RECORDS SHOWN:
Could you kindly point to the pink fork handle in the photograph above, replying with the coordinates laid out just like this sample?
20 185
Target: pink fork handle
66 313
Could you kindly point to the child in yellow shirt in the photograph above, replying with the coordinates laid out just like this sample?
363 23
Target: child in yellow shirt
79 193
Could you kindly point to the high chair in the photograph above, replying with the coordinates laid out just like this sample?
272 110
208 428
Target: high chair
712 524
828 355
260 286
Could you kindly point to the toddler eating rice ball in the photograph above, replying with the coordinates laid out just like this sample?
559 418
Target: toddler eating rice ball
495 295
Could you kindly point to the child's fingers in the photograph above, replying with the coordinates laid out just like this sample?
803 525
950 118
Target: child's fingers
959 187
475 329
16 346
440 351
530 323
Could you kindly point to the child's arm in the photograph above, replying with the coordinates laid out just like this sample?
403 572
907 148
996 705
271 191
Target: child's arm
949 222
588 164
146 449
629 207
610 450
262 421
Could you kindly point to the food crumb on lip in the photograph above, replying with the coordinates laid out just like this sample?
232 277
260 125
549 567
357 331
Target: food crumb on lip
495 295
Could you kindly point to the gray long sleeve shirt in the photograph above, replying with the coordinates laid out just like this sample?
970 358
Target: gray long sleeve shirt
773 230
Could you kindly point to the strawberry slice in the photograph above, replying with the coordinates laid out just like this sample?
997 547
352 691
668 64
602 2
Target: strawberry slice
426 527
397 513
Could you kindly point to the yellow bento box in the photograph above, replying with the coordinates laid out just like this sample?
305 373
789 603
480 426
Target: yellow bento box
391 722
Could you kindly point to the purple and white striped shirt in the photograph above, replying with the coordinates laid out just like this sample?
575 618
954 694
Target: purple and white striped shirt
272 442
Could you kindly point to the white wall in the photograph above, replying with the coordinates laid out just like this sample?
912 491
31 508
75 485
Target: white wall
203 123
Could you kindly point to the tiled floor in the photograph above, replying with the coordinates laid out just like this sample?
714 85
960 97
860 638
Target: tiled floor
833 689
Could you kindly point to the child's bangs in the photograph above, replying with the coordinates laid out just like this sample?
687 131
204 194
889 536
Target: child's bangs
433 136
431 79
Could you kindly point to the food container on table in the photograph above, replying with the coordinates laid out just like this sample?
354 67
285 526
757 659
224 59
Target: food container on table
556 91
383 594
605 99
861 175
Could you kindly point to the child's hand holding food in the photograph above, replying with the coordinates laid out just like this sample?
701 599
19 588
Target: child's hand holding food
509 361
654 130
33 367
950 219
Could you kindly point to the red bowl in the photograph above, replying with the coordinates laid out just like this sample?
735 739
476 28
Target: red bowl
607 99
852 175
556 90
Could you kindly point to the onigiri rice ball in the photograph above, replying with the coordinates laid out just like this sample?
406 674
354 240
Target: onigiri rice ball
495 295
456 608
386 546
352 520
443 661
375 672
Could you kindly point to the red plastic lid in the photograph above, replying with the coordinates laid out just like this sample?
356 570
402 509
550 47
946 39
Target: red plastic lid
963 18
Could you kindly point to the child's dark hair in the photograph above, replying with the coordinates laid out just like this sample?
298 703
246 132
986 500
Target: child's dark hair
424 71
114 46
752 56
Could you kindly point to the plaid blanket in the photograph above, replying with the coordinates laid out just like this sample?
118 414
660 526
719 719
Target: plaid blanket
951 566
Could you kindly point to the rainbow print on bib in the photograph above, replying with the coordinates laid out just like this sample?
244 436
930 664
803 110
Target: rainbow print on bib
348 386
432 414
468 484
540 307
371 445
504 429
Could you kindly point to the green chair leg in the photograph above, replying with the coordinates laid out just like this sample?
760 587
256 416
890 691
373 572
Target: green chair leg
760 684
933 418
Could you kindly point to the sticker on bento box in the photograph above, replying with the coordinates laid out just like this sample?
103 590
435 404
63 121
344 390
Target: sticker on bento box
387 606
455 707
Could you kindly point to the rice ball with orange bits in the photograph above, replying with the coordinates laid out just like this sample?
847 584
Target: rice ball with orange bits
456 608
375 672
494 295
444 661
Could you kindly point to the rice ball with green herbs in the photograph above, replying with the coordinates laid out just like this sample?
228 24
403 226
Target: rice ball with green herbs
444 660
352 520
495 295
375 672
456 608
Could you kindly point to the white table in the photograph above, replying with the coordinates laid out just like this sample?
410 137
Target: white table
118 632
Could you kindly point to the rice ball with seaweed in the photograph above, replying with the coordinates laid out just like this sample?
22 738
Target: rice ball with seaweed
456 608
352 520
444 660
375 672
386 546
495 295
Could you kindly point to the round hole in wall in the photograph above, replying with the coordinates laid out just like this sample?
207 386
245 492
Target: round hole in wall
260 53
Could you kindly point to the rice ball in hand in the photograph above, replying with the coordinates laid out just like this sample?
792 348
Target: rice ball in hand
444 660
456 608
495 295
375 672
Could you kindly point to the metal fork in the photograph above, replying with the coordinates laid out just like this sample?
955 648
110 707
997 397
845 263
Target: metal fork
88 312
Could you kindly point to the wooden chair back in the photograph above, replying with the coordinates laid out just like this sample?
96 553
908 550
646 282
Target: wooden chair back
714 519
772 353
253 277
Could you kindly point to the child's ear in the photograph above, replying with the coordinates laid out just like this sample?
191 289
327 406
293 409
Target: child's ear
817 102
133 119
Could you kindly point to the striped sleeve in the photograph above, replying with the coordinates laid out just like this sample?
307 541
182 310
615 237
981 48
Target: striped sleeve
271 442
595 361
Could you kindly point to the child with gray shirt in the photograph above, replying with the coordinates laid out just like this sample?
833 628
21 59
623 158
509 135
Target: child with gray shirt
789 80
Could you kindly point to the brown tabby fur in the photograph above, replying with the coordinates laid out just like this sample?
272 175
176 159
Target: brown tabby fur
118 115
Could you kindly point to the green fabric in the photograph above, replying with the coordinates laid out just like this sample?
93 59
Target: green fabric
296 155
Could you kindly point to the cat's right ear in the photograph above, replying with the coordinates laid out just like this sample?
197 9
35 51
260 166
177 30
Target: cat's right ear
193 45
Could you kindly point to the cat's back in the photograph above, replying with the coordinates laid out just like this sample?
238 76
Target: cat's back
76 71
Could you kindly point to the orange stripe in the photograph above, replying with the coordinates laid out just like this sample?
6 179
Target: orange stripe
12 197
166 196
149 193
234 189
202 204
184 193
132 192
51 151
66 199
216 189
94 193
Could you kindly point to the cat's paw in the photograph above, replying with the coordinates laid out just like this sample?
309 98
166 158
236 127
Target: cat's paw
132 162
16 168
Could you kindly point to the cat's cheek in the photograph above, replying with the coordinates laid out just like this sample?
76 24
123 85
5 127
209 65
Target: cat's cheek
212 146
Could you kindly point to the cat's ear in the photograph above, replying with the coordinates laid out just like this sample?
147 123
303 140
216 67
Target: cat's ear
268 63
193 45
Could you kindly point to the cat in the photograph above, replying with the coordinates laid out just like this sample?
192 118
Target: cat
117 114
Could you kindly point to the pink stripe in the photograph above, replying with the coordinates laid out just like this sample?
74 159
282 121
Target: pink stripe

TASK INSTRUCTIONS: Write out all of the records above again, word for word, with nothing changed.

TASK RESPONSE:
Could you kindly point to the pink fork handle in the photograph above, replying with the coordinates laid out just like this sample?
20 185
Target: pink fork handle
66 313
Could you kindly point to the child in yellow shirt in the photograph above, replying with the coordinates laid out just like this sample?
363 23
Target: child in yellow shirt
79 193
Could you kindly point to the high chair in the photograph above, replying with the coordinates laid out just like this sample?
272 110
208 428
Target: high chair
712 524
828 355
260 286
Could you kindly point to the toddler eating rice ball in the photograph above, replying with the coordinates laid out just like this sample?
559 418
Target: toddler eating rice ball
495 295
Could you kindly point to the child's fingers in the photograph above, replying with the coordinates laid out just like this sample?
803 525
950 118
Target: child's fingers
959 187
475 329
16 346
440 351
530 323
Could you kindly point to the child's arm in the photograph above, replying with the coordinates laid out just like this sample?
403 572
907 148
996 705
271 191
Target: child's arm
949 222
588 164
146 449
629 207
610 450
262 421
Could you kindly point to the food crumb on lip in the photograph above, replying with the coordinates laid out just like this sample?
232 277
260 125
549 567
357 331
Target: food crumb on lip
495 295
Could you kindly point to the gray long sleeve shirt in the photograph above, replying with the coordinates laid out just like this sample?
970 358
Target: gray long sleeve shirt
773 230
Could you kindly point to the strawberry slice in the photograph above, replying with the coordinates laid out just like this sample?
997 547
352 691
668 64
602 2
Target: strawberry slice
426 527
397 513
Could you kindly point to the yellow bento box in the photograph above, replying with the coordinates laid out just like this sample?
305 373
789 603
480 426
Target: yellow bento box
391 722
Could you kindly point to the purple and white striped shirt in the photograph above, replying with the coordinates laid out just like this sample?
575 618
954 694
Target: purple and white striped shirt
272 442
Could you kindly point to the white wall in the photograph above, replying with the coordinates laid out just like this sample?
912 491
31 508
75 485
Target: white wall
203 123
Could you kindly point to the tiled floor in the photograph above, replying with the coordinates laid out just like this sample?
714 85
960 97
860 638
Target: tiled floor
833 689
Could you kindly point to the child's bangs in the photograph above, replying with the coordinates laid out just like this sample?
687 131
204 194
889 536
Target: child's bangs
433 136
431 79
Could you kindly point to the food container on table in the photograph above, replying with the coordinates laid out just like this sample?
354 67
285 526
757 659
224 59
Target: food container on table
556 91
383 594
605 99
861 175
Could you kindly point to the child's hand holding food in the photograph above, replying with the coordinates laid out just like this sample?
701 599
19 588
Target: child's hand holding food
509 361
654 130
33 367
950 219
Could you kindly point to the red bowl in the photograph above, replying with the coordinates laid out just like this sample?
735 739
476 28
Target: red bowl
607 99
852 175
556 90
Could you kindly point to the onigiri rice ball in the photograph above, replying with the coordinates laid out just like this sample?
406 674
354 240
Target: onigiri rice ball
495 295
456 608
386 546
352 520
443 661
375 672
Could you kindly point to the red plastic lid in the photograph above, replying with the coordinates laid out just like this sample?
356 570
402 509
550 47
946 39
Target: red plastic lid
963 18
Could you kindly point to the child's dark hair in the photograph above, replying with the coordinates laid out just like this sample?
298 703
246 132
986 500
Target: child's dark hair
424 71
114 46
752 56
Could you kindly point to the plaid blanket in the photograph above, replying with the coordinates laid out just like this sample?
118 414
660 526
719 719
Target: plaid blanket
951 566
Could you kindly point to the rainbow print on bib in the photograph above, replying with the coordinates laid out just like this sample?
244 436
930 664
803 110
Target: rainbow print on bib
348 386
432 414
468 484
540 307
371 445
504 429
Could you kindly point to the green chair leg in the photograph above, replying with the coordinates laid out just like this sample?
760 587
256 416
890 691
373 572
Target: green chair leg
760 684
933 418
Could you kindly point to the sticker on bento box in the photograph above, replying with the coordinates laid out just like this sample?
103 590
435 404
63 121
344 390
Target: sticker on bento box
387 606
455 707
Could you kindly point to the rice ball with orange bits in the photograph above, replying with the coordinates laid out just like this sample?
847 584
Target: rice ball with orange bits
456 608
375 672
494 295
444 661
Could you kindly point to the rice ball with green herbs in the photograph above, replying with the coordinates laid out just like this sample?
228 24
403 226
Target: rice ball with green herbs
444 660
352 520
495 295
375 672
456 608
Could you kindly point to the white table in the photograph above, replying with the coordinates laid out just like this sample?
410 137
Target: white table
118 632
Could you kindly point to the rice ball with seaweed in the photograph above, replying with the coordinates laid out just like this sample?
22 738
Target: rice ball with seaweed
456 608
352 520
444 660
375 672
386 546
495 295
Could you kindly point to the round hole in wall in the photograph above, replying with the coordinates laid out just like this sample?
207 386
245 492
Target: round hole in wall
260 53
Could you kindly point to the rice ball in hand in the photograph above, replying with the coordinates laid out just like this sample?
792 348
Target: rice ball in hand
444 660
456 608
495 295
375 672
Could you kindly point to the metal fork in the photograph above, replying with the coordinates laid out just like this sample?
955 648
110 707
997 397
845 263
Target: metal fork
88 312
Could you kindly point to the wooden chair back in the photograph above, replying with the coordinates laid out just like this sample?
96 553
908 550
646 282
Target: wooden chair back
714 519
772 353
253 277
Could you kindly point to the child's ear in the photograph above, replying with the coordinates laid out just like this sample?
191 289
327 406
293 409
Target: child's ear
817 102
133 119
Could you kindly point to the striped sleeve in the photograph above, replying with the coordinates laid out just like this sample?
307 541
182 310
615 237
981 48
Target: striped sleeve
271 442
595 361
Could you kindly point to the child with gray shirt in the photograph above, replying with the coordinates laid out just like this sample?
833 628
21 59
623 158
509 135
Target: child with gray shirt
789 80
Could you kindly point to the brown tabby fur in the photograph above, replying with the coordinates laid out just like this sample?
272 175
176 159
Target: brown tabby fur
118 115
Could you kindly point to the green fabric in the photograph above, replying with the coordinates laid out just like this sample?
93 59
Target: green fabric
296 155
Could you kindly point to the cat's right ear in the photograph above, replying with the coordinates laid out just like this sample?
197 9
35 51
260 166
177 30
Target: cat's right ear
193 45
Could you kindly point to the cat's back in the photograph above, replying with the coordinates laid out just like this sample?
238 76
Target: cat's back
76 71
Could you kindly point to the orange stripe in the photograph above, replying with the coordinates laid out just like this sample?
6 179
Target: orange stripe
12 197
166 196
149 193
234 189
202 204
184 193
132 192
51 151
66 199
216 189
94 193
Could you kindly point to the cat's paw in the photograph above, replying with the coordinates laid out just like this sample?
309 98
166 158
236 127
Target: cat's paw
132 162
16 168
Could you kindly point to the cat's cheek in the photograph above, replying with the coordinates laid out just like this sample?
76 24
123 85
5 127
209 65
Target: cat's cheek
212 146
Could you kindly point to the cat's ear in the photograph above, replying with the coordinates laid out just like this sample?
147 123
303 140
216 67
Target: cat's ear
268 63
193 45
Could you kindly point to the cat in the photograph above, replying with the coordinates laid out just like this sample?
192 118
Target: cat
117 114
Could you kindly point to the pink stripe in the photograph above, replying with the coordinates laid out just like this sample?
74 159
282 121
Target: pink stripe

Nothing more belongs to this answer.